INSTRUCCIONES DE LA TAREA –
Según el texto seleccionado, ¿cuántos kilos perdió Hermann Goering a causa de la dieta obligatoria?

TEXTO SELECCIONADO –
---

La nueva categoría agrupaba por primera vez “el asesinato, exterminio, esclavitud, deportación y cualquier otro acto inhumano cometido contra cualquier población civil, antes o durante la guerra, o las persecuciones por motivos políticos, raciales o religiosos”. La noción de genocidio, en cambio, no se reconoció en el derecho internacional hasta 1948.
Hermann Goering, cuenta Brunori, emergió enseguida como el gran protagonista. Desprovisto de las drogas que tomaba y sometido a una dieta obligatoria que le hizo perder 27 kilos, el creador de la Luftwaffe, muy deprimido al final de la guerra, pareció revivir y dio muestras de poseer una singular inteligencia. Se convirtió en el líder natural de los acusados, cuyos testimonios intentó dirigir y sobre los que llegó a ejercer tal influencia que en febrero fue apartado de los demás en la cárcel.
Todos los acusados se declararon “nicht schuldig” (“inocente”). Pero la proyección de una película grabada por los aliados occidentales en los campos dio rápidamente otra dimensión al proceso. Frente a todos se vio el horno crematorio de Buchenwald, una pantalla de lámpara hecha de piel humana y una doctora describió con espeluznantes detalles el tratamiento y las experiencias infligidas a las prisioneras de Belsen…
Entre los 33 testigos de la acusación, la combatiente de la resistencia francesa Marie-Claude Vaillant-Couturier, sobreviviente de los campos de Auschwitz-Birkenau y de Ravensbruck, brindó un relato implacable de más de dos horas. “A las mujeres que daban a luz les ahogaban los recién nacidos frente a sus ojos, los detenidos eran obligados a beber agua de los charcos antes de bañarse, se pasaba lista a las tres de la mañana…”, enumeró casi sin aliento.
“Antes de tomar la palabra frente al tribunal, pasé ante los acusados, muy lentamente. Quería mirarlos a los ojos de cerca. Me preguntaba cómo podrían ser las personas capaces de crímenes tan monstruosos”, confió al diario francés L’Humanité.

---

DATOS –
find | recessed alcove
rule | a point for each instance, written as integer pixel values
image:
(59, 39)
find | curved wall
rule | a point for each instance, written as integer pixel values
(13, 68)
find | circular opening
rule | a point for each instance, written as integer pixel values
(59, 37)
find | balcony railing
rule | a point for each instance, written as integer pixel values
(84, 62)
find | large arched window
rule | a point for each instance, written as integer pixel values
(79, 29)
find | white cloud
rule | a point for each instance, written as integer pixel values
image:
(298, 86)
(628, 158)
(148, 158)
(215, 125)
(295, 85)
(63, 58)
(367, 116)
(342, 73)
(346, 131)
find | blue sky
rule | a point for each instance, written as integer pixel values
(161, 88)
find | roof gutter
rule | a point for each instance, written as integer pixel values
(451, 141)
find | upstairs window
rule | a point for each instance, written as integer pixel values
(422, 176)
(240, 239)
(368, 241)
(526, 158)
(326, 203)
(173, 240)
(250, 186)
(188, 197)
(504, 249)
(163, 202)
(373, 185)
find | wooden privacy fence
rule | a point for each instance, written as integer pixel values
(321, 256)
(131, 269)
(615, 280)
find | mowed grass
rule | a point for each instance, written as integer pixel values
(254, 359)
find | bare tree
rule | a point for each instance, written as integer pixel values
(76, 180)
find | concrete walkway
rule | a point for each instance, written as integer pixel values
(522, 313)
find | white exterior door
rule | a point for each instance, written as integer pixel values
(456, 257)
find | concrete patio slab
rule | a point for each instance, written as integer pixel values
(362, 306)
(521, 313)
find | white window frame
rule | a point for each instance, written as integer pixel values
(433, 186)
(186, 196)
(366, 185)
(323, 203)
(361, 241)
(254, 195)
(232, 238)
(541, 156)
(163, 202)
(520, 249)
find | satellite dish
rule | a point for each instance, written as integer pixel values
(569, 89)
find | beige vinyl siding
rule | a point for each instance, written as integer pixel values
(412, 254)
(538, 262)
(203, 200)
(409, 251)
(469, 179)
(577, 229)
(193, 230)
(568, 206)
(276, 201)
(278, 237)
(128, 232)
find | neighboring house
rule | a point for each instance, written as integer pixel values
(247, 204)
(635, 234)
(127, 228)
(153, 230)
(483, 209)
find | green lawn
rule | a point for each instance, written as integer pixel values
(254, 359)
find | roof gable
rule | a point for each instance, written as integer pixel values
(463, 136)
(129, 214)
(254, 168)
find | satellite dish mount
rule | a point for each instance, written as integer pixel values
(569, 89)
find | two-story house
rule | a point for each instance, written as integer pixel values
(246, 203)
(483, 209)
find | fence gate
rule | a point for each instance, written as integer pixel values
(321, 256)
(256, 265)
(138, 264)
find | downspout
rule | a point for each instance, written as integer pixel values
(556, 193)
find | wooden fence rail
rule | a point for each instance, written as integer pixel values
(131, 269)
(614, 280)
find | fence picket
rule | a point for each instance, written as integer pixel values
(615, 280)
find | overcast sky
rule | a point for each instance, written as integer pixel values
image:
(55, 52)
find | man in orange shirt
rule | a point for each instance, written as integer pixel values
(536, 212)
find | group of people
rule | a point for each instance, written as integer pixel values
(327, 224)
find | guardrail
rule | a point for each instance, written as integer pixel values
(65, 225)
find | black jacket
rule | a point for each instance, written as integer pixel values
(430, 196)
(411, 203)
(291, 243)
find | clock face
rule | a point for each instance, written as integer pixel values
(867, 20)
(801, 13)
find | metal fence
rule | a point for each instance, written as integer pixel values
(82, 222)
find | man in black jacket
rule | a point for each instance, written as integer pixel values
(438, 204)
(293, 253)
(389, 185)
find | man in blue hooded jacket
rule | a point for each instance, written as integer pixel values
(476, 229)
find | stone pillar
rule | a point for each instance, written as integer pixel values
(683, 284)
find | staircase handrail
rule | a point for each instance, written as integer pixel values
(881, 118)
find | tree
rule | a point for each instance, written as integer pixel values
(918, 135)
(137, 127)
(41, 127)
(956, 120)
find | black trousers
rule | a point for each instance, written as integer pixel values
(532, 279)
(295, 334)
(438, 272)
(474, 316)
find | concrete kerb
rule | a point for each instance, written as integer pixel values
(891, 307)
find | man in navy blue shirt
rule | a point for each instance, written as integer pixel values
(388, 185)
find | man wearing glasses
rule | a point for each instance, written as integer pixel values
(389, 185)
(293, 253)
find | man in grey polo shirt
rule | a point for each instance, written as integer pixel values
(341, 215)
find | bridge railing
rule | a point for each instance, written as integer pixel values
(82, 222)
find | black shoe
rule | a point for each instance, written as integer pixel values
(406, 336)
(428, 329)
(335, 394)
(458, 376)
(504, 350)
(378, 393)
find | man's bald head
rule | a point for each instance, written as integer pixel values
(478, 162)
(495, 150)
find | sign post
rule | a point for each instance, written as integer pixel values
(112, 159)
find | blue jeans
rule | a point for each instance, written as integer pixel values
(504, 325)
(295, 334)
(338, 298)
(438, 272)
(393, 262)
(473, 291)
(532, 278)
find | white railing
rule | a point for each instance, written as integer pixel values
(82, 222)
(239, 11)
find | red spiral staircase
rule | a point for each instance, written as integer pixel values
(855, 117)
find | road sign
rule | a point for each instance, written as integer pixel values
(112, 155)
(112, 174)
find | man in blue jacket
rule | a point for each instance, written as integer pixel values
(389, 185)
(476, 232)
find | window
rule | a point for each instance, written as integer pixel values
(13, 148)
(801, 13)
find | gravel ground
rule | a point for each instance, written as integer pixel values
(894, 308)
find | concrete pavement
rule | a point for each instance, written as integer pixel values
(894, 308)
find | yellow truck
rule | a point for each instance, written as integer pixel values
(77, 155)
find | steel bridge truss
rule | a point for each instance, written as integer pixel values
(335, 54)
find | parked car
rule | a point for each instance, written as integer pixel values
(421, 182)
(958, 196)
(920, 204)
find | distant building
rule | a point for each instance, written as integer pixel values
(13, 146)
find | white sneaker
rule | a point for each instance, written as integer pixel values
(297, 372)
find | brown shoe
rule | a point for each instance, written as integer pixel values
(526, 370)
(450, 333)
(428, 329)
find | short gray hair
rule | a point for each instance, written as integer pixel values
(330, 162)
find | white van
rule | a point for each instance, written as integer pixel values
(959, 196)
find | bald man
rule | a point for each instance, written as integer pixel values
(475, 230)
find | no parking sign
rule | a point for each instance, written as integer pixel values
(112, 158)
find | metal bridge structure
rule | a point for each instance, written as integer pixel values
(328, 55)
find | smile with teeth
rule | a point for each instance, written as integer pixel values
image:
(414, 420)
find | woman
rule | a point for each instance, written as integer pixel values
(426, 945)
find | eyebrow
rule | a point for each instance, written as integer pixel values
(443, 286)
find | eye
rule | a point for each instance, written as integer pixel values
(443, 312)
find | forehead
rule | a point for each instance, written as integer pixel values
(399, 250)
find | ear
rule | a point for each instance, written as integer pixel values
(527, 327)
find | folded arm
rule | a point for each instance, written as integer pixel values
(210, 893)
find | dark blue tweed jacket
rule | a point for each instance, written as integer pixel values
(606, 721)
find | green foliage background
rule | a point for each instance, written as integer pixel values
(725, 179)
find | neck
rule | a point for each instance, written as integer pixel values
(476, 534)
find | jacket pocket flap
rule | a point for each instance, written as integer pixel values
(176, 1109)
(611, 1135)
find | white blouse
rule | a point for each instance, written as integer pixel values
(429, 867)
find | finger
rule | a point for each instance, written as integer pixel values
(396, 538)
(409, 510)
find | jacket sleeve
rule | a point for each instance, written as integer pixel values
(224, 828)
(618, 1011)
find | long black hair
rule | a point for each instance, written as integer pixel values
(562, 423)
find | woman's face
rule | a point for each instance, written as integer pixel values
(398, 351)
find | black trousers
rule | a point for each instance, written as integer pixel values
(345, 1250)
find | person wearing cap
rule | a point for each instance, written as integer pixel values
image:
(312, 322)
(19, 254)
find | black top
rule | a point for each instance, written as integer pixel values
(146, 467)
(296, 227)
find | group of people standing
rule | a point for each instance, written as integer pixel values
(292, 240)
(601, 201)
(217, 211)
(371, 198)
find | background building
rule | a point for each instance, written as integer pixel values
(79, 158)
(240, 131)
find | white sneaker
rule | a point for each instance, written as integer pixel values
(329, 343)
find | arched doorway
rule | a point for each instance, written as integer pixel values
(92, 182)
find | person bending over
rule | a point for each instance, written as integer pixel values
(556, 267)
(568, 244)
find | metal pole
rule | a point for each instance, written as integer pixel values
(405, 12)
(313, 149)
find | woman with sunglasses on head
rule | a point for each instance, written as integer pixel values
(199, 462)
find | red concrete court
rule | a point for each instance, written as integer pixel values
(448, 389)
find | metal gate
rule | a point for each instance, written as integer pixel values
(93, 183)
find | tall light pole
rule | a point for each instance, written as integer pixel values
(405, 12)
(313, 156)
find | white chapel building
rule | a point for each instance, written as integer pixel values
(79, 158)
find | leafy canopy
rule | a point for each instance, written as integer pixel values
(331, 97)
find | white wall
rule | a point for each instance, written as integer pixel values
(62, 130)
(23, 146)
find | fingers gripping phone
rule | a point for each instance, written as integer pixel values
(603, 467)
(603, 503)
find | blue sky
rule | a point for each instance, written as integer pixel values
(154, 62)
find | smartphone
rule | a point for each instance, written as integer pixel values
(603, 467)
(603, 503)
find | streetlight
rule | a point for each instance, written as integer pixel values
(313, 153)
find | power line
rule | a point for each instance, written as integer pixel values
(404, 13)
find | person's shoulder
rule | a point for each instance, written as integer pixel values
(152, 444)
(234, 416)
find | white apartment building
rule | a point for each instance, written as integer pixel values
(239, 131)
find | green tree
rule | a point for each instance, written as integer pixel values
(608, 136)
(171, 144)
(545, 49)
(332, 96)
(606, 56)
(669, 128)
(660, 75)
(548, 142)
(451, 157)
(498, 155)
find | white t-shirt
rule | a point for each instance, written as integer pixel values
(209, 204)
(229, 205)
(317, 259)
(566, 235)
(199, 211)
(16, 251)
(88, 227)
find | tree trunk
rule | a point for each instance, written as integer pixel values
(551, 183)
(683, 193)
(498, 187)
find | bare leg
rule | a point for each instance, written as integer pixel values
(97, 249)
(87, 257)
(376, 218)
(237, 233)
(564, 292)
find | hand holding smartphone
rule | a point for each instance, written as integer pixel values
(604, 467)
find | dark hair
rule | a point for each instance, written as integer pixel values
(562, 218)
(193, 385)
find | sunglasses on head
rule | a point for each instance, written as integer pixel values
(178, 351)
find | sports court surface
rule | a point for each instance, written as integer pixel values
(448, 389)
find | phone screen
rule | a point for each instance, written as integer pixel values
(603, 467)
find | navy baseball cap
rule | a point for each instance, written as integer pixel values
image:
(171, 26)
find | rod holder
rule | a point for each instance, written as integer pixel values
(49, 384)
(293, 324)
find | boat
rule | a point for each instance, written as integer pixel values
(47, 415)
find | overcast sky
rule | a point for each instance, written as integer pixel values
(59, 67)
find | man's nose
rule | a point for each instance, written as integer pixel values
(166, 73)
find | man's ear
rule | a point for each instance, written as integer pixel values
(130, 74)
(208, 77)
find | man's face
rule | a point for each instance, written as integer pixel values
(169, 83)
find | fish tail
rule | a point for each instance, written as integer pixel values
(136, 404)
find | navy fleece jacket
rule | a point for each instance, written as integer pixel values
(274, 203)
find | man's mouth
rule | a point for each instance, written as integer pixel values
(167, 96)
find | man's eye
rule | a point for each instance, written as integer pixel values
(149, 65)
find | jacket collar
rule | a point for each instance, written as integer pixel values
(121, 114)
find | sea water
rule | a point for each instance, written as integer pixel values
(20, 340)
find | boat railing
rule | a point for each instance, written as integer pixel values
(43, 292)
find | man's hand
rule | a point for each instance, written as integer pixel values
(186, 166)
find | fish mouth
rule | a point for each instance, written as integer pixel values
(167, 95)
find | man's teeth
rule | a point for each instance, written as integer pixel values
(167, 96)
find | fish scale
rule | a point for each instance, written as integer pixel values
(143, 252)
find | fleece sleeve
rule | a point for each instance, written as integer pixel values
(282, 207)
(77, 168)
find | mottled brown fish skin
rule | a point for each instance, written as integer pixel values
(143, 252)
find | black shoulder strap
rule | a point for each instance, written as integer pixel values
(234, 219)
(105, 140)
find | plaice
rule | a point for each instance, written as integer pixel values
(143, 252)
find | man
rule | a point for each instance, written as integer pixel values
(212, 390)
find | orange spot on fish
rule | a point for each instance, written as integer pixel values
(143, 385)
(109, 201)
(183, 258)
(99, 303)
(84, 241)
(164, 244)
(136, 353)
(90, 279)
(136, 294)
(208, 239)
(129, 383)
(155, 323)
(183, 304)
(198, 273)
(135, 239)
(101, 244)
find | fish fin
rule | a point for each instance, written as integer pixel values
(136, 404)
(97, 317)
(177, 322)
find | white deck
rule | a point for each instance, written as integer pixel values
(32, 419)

---

RESPUESTA –
27 kilos.